+++ Stored rows

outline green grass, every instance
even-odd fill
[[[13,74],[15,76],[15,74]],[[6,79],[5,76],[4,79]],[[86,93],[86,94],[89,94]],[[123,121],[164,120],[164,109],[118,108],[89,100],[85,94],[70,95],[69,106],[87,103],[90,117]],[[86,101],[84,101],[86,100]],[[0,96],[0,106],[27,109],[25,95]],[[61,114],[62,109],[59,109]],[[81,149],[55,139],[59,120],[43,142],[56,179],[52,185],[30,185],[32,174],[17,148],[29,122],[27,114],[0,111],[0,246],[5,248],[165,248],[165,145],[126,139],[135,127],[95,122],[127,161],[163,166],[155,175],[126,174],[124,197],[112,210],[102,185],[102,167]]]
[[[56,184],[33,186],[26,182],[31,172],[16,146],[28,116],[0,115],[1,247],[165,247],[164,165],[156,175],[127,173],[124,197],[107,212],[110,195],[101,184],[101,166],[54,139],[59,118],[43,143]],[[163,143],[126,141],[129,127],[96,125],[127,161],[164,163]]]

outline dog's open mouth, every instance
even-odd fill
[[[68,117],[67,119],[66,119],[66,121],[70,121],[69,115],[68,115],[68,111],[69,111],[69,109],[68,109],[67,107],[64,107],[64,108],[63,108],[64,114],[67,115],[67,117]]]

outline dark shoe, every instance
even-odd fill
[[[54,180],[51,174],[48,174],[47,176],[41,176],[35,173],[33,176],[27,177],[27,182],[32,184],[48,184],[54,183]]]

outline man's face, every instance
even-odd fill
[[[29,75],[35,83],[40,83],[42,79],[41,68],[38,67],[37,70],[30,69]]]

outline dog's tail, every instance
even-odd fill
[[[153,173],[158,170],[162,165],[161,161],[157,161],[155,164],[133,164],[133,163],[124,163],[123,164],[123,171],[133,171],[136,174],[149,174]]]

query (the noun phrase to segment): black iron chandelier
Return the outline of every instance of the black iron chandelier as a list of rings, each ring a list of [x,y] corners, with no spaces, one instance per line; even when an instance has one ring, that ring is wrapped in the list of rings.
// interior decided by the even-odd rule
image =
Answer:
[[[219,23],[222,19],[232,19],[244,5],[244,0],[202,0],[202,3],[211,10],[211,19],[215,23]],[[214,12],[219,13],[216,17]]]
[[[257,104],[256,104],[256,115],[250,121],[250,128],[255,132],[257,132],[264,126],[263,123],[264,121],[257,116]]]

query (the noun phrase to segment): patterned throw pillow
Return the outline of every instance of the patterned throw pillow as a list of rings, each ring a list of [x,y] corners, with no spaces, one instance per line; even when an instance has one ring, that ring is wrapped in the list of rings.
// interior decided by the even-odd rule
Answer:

++++++

Exercise goal: Rewrite the records above so that every occurrence of "every instance" reads "each instance", and keep all other text unchanged.

Task response:
outline green grass, each instance
even-odd fill
[[[13,74],[15,76],[15,74]],[[6,79],[5,76],[4,79]],[[86,93],[86,94],[89,94]],[[123,121],[164,120],[164,109],[118,108],[89,100],[85,94],[70,95],[69,106],[87,103],[90,117]],[[86,101],[84,101],[86,100]],[[0,96],[0,106],[27,109],[25,95]],[[61,114],[62,109],[59,109]],[[81,149],[55,139],[59,120],[43,142],[56,179],[52,185],[30,185],[32,174],[17,148],[29,122],[27,114],[0,111],[0,246],[5,248],[165,248],[165,145],[126,139],[135,127],[95,122],[127,161],[163,166],[155,175],[126,174],[124,197],[112,210],[102,185],[102,167]]]
[[[56,184],[33,186],[26,182],[31,172],[16,146],[28,116],[0,115],[1,247],[165,247],[164,165],[156,175],[127,173],[124,197],[107,212],[110,195],[101,184],[101,166],[54,139],[59,118],[43,143]],[[163,143],[126,141],[129,127],[96,125],[127,161],[164,163]]]

outline dog's open mouth, each instance
even-odd fill
[[[68,117],[67,119],[66,119],[66,121],[70,121],[69,115],[68,115],[68,111],[69,111],[69,109],[68,109],[67,107],[64,107],[64,108],[63,108],[64,114],[67,115],[67,117]]]

outline dark shoe, each instance
even-odd fill
[[[54,180],[51,174],[48,174],[47,176],[41,176],[35,173],[33,176],[27,177],[27,182],[32,184],[48,184],[54,183]]]

outline man's face, each instance
even-odd fill
[[[29,75],[35,83],[40,83],[42,79],[41,68],[38,67],[37,70],[30,69]]]

outline dog's tail, each instance
even-odd fill
[[[153,173],[158,170],[162,165],[161,161],[157,161],[155,164],[133,164],[133,163],[124,163],[123,164],[123,171],[133,171],[136,174],[149,174]]]

query (the noun phrase to segment): black iron chandelier
Return the outline of each instance of the black iron chandelier as a list of rings, each ring a list of [x,y] corners, with no spaces, one instance per line; even when an instance has one ring, that ring is wrapped in the list of rings.
// interior decided by the even-odd rule
image =
Answer:
[[[219,23],[222,19],[232,19],[244,5],[244,0],[202,0],[202,3],[211,10],[211,19],[215,23]],[[214,12],[219,13],[216,17]]]
[[[257,104],[256,104],[256,115],[250,121],[250,128],[255,132],[257,132],[264,126],[263,123],[264,121],[257,116]]]

query (the noun phrase to segment): patterned throw pillow
Return the outline of each instance of the patterned throw pillow as a list of rings, each ring a list of [x,y] corners, with no spaces, one instance per line; even when an instance has one ring, that ring is wrapped in the list of rings.
// interior decided by the even-odd rule
Answer:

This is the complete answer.